# start of SUPPLIED INFORMATION

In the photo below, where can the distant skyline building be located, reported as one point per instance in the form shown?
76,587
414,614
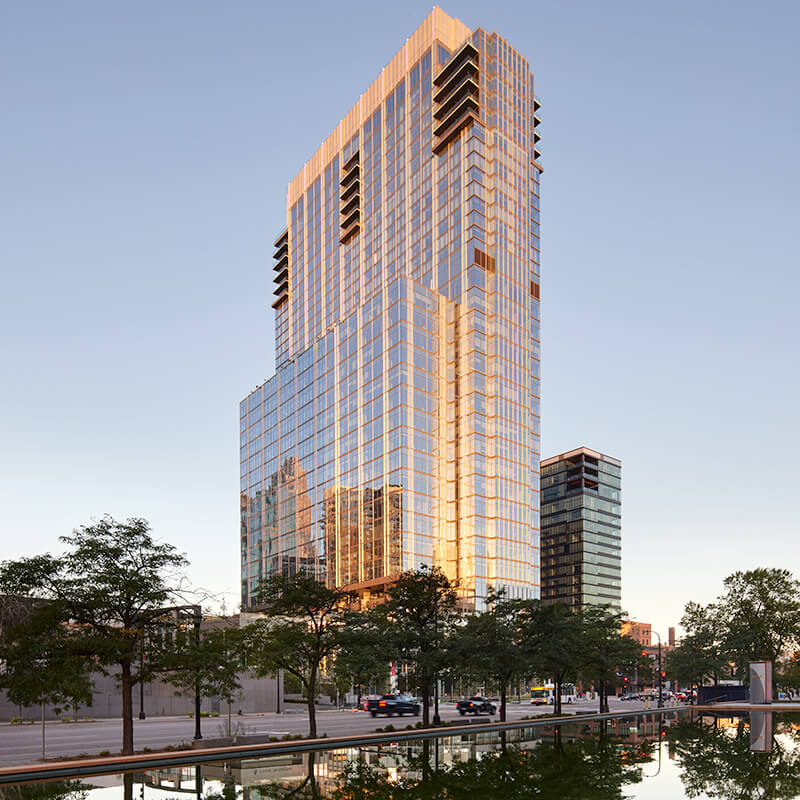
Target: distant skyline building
581,538
402,425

# end of SUPPLIED INFORMATION

Copy the material above line for line, changing nothing. Leave the pictures out of your copy.

SOLUTION »
In the photo below, where can the distant skyline building be located, reported as one point per instance in the form shown?
76,587
414,614
Target: distant skyline building
581,538
402,425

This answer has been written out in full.